═══ Vorliegender Text

Obligatorische Streitschlichtung in Nordrhein-Westfallen bei Geltendmachung eines Zahlungsanspruchs gegen einen Grundstücksnachbarn


Leitsatz

In Nordrhein-Westfalen unterliegen Zahlungsansprüche nicht der obligatorischen Streitschlichtung für Nachbarrechtsstreitigkeiten nach § 15a Abs. 1 Satz 1 Nr. 2 EGZPO und § 10 Abs. 1 Nr. 1 Buchstabe a GüSchlG NRW (= § 53 Abs. 1 Nr. 1 Buchstabe a JustG NRW).

Tenor

Auf die Revision der Kläger wird das Urteil des 24. Zivilsenats des [X.] vom 28. Juni 2011 aufgehoben.

Die Sache wird zur neuen Verhandlung und Entscheidung, auch über die Kosten des Revisionsverfahrens, an das Berufungsgericht zurückverwiesen.

Von Rechts wegen

Tatbestand

1

Die Kläger verlangen von der [X.] in entsprechender Anwendung von § 906 Abs. 2 Satz 2 BGB Geldausgleich für einen durch Hausschwamm entstandenen Schaden an ihrem an der Grundstücksgrenze stehenden Fachwerkhaus. Die Beklagte soll auf ihrem Grundstück Erdreich so abgelagert haben, dass es an der mit [X.] verkleideten Wand des Fachwerkhauses anliegt und Feuchtigkeit in diese Wand leitet. Die Kläger haben nach dem Scheitern einer außergerichtlichen Einigung ein selbständiges Beweisverfahren durchgeführt und anschließend ohne vorheriges Güteverfahren nach der damals geltenden Vorschrift des § 10 Abs. 1 Nr. 1 GüSchlG NRW (heute: § 53 [X.]) Klage erhoben. Das [X.] hat die Beklagte unter Zurückweisung der weitergehenden Klage zur Zahlung von 49.208,88 € nebst Zinsen verurteilt. Das [X.] hat die Klage als unzulässig abgewiesen. Mit der zugelassenen Revision streben die Kläger die Wiederherstellung des landgerichtlichen Urteils an. Die Beklagte beantragt, das Rechtsmittel zurückzuweisen.

Entscheidungsgründe

I.

══════
═══ Bereitgestellte Datensätze

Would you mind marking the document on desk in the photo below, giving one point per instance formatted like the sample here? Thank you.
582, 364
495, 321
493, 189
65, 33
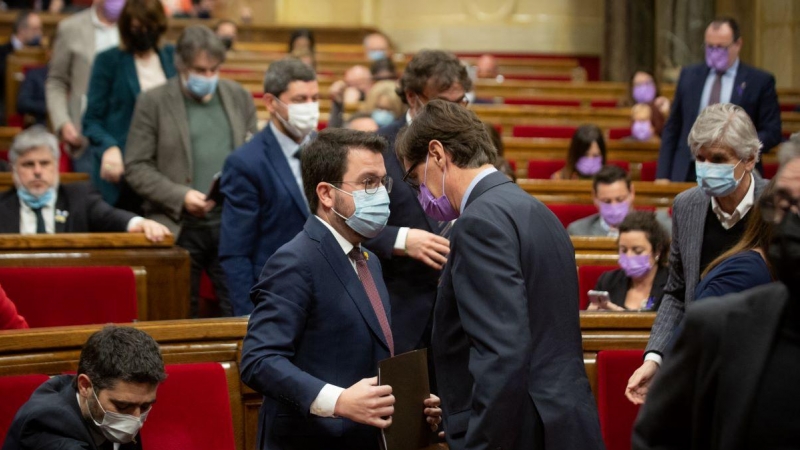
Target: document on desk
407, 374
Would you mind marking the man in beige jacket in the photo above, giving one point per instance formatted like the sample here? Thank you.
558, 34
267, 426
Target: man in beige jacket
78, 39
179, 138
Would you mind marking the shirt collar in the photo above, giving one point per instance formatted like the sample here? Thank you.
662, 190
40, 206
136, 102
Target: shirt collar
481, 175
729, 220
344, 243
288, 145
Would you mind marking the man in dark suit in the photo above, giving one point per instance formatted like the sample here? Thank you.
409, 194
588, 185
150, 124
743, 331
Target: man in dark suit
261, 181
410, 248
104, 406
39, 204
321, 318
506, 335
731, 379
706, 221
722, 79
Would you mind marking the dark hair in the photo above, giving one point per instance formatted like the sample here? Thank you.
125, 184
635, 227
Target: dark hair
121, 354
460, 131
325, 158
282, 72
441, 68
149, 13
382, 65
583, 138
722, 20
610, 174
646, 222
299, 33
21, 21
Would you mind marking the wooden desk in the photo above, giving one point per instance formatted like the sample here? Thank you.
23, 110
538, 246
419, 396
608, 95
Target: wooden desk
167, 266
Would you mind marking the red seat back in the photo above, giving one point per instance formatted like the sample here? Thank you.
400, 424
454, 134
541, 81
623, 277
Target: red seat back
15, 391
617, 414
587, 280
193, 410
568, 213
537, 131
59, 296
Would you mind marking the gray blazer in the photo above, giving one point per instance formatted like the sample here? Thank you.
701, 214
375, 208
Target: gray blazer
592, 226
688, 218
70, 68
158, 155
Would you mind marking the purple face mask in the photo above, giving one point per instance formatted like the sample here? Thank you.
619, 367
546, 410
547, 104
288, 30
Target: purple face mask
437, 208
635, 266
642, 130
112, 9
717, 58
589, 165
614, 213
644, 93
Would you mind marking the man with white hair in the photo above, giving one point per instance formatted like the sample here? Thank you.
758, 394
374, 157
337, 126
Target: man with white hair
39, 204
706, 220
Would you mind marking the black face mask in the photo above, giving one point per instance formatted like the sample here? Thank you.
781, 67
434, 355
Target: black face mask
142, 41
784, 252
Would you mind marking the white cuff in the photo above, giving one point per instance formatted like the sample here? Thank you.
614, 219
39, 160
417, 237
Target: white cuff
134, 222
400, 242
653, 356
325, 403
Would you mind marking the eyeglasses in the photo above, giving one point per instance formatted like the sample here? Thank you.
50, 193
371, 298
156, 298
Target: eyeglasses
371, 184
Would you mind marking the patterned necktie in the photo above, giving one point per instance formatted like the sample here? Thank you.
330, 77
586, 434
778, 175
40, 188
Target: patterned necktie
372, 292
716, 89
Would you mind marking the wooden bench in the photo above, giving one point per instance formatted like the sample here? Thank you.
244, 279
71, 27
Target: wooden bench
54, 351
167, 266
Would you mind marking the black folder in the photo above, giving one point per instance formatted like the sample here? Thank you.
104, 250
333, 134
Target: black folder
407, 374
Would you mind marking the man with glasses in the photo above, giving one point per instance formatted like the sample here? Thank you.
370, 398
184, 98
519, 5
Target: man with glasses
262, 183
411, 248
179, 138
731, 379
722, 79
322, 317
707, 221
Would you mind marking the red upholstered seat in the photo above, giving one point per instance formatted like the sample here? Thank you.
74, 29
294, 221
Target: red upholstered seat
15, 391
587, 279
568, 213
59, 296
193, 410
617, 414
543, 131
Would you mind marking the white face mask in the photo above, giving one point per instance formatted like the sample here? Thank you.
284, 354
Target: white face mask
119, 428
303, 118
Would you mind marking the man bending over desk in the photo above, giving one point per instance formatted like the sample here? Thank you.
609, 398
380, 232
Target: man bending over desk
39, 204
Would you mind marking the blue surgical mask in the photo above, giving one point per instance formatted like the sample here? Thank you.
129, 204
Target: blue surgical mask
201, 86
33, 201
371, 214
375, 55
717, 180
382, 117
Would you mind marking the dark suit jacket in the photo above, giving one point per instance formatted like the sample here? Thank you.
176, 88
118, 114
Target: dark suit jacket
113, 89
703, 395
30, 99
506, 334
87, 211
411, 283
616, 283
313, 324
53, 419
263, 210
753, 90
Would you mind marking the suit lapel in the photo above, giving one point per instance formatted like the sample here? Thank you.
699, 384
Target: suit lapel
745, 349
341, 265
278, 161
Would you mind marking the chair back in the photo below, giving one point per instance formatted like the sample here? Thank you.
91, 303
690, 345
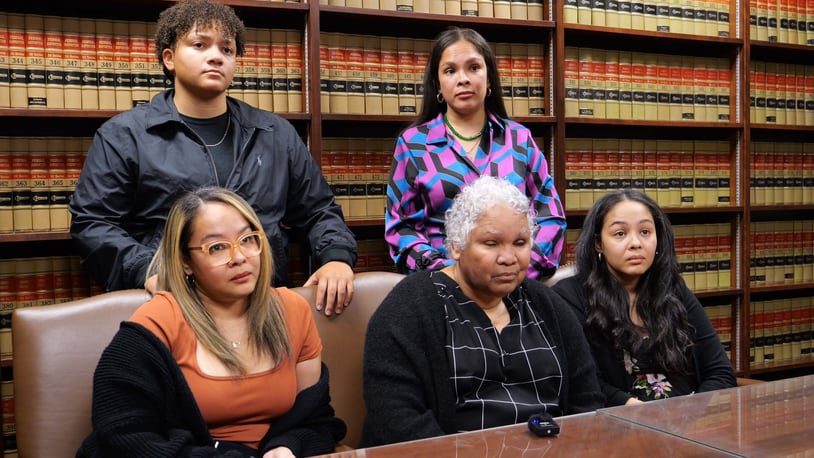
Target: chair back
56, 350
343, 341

══════

*Zu erledigende Aufgaben*.
1. Beantworten Sie anhand des Urteilstexts zur Streitschlichtung:
(a) Welche Ansprüche unterliegen laut Leitsatz in Nordrhein-Westfalen nicht der obligatorischen Streitschlichtung für Nachbarrechtsstreitigkeiten?
(b) An welches Gericht wird die Sache laut Tenor zurückverwiesen?
(c) Wodurch ist laut Tatbestand der Schaden am Fachwerkhaus der Kläger entstanden?
2. Liefern Sie die Fortsetzung des Urteilstexts zur Streitschlichtung ab der Stelle, an der er aufhört.

*Ergebnisse*.
1.
(a) Zahlungsansprüche
(b) An das Berufungsgericht
(c) Durch Hausschwamm

2.
2

Das Berufungsgericht ist der Meinung, im [X.] seien Klagen aus § 906 BGB gemäß § 10 Abs. 1 Nr. 1 Buchstabe a GüSchlG [X.] (heute: § 53 Abs. 1 Nr. 1 Buchstabe a [X.] [X.]) nur nach einem vorausgegangenen Schlichtungsverfahren zulässig. Die nahezu wortgleiche Regelung des [X.] erfasse zwar nach der Auslegung durch den [X.] nur [X.] und Unterlassungsklagen, die auf § 906 BGB gestützt werden, nicht Zahlungsklagen. Die Regelung in [X.] sei aber anders zu verstehen. Das ergebe sich daraus, dass der Gesetzgeber dieses [X.] ein obligatorisches Schlichtungsverfahren auch für Klagen nach dem Abschnitt 3 des Allgemeinen Gleichbehandlungsgesetzes vorgeschrieben habe, der mit § 21 Abs. 2 AGG auch eine Schadensersatznorm umfasse. Dass der [X.] die [X.] Regelung dessen ungeachtet wie die [X.] verstehe, sei nicht tragend und deshalb nicht verbindlich.

II.

3

Diese Erwägungen halten einer rechtlichen Prüfung nicht stand.

4

1. Die Erhebung einer Klage in Streitigkeiten über Ansprüche „wegen der in § 906 des Bürgerlichen Gesetzbuches geregelten Einwirkungen“ ist im [X.] nach § 15a Abs. 1 Satz 1 Nr. 2 EGZPO und der bei Erhebung der vorliegenden Klage noch geltenden Vorschrift des § 10 Abs. 1 Nr. 1 Buchstabe a GüSchlG erst zulässig, nachdem versucht worden ist, die Streitigkeit vor einer zugelassenen Gütestelle einvernehmlich zu regeln. Daran hat sich durch die in dem laufenden Rechtsstreit mit sofortiger Wirkung eingetretene Ersetzung des § 10 GüSchlG [X.] durch § 53 [X.] [X.] nichts geändert. Beide Vorschriften sind wortgleich. Außerdem könnte eine spätere Gesetzesänderung wegen des aus dem Rechtsstaatsprinzip des Art. 20 Abs. 3 GG abgeleiteten [X.] nur eine unzulässige Klage zulässig ([X.]surteil vom 10. Juli 2009 – [X.], NJW-RR 2009, 1238, 1239 Rn. 11 [X.]), nicht aber eine zulässige Klage nachträglich unzulässig machen.

5

2. Die Kläger haben einen solchen [X.] nicht unternommen. Ihre Klage wäre deshalb unzulässig, wenn es sich hierbei um eine Streitigkeit „wegen der in § 906 des Bürgerlichen Gesetzbuches geregelten Einwirkungen“ handelte. Dass das [X.] die Klage als zulässig behandelt und in der Sache entschieden hat, änderte daran nichts (vgl. [X.], Urteil vom 23. November 2004 – [X.], [X.]Z 161, 145, 149 f.).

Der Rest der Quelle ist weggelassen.